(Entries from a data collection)
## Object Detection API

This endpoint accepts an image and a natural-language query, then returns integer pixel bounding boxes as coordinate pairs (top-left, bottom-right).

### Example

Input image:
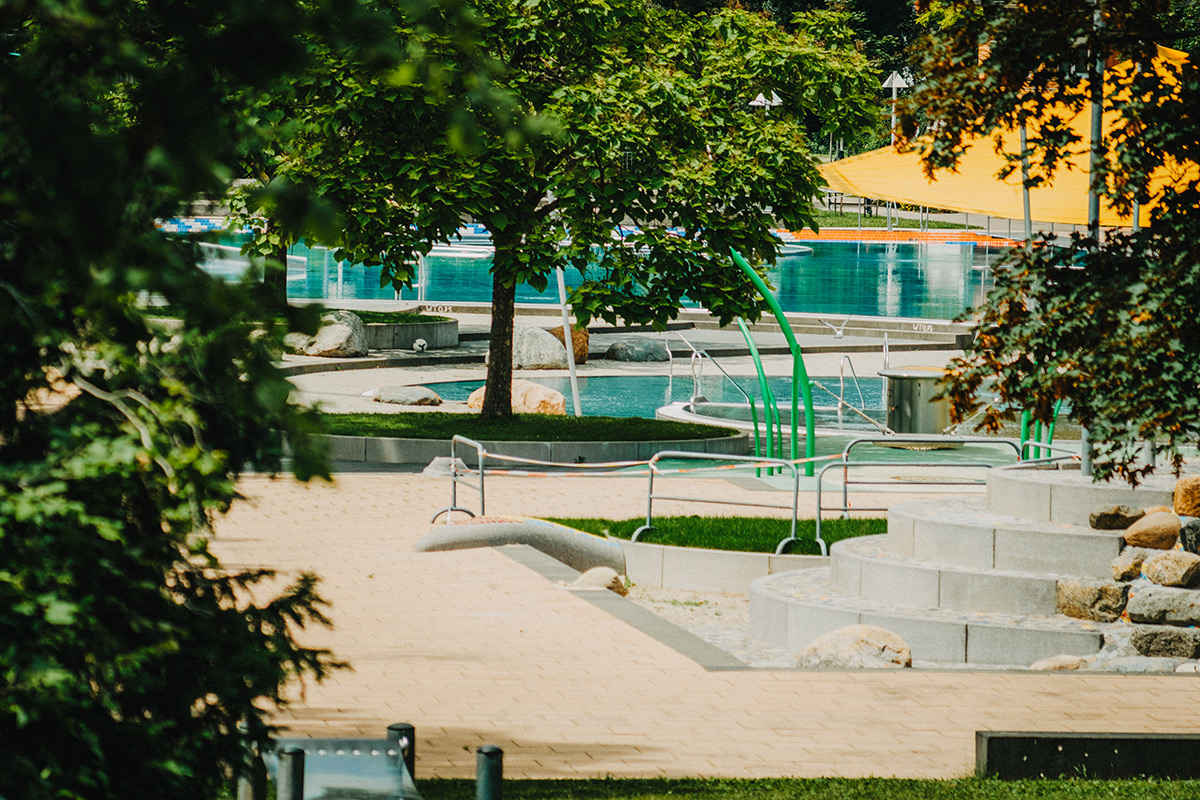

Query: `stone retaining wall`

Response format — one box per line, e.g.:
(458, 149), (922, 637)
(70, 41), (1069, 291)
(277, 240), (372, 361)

(366, 319), (458, 350)
(326, 433), (750, 469)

WRITTEN TASK:
Please quote all of the entries above word for word, leaving out the pictures.

EXPECTED ANSWER:
## Object Detection API

This endpoint accepts an image and a natural-language query, then returns integer pixel bounding boxes as coordinate pairs (top-left, bottom-right).

### Example

Input image:

Query: `stone retaining wall`

Response format — one box per line, e.g.:
(458, 149), (922, 637)
(70, 41), (1069, 291)
(277, 240), (372, 361)

(366, 319), (458, 350)
(326, 433), (750, 469)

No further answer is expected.